Would you return the entries exactly, with every line intact?

----- Record set -----

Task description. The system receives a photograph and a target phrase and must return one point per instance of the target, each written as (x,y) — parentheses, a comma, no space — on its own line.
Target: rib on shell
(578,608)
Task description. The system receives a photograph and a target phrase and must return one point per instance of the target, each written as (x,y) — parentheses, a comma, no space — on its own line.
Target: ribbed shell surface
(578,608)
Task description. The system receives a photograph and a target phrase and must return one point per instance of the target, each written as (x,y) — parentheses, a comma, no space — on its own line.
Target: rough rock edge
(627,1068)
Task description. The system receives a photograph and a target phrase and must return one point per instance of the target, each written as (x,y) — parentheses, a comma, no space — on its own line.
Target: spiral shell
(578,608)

-----

■ **Result**:
Task description. The system receives a photograph and a target phrase and must return one point per instance of the target, each written as (x,y) — parentheses, a comma, no space — on its own line.
Target: rib on shell
(578,608)
Task description. The system receives a photograph and a target phrase and must return one point per instance of the target, each written as (x,y) — parentheses, a comma, no space — on its own line.
Target: ribbed shell surface
(578,608)
Task description. The system receives a photograph and a target phrase and must return one point per instance of the target, each written as (x,y) — parentheses, a comma, no space — on its own line.
Target: rough rock edge
(627,1068)
Task description. The system receives a photograph and a target phrase and must return one point per instance of the target, each written as (x,y) — parentheses, a comma, no space — on its own line.
Target: spiral shell
(578,608)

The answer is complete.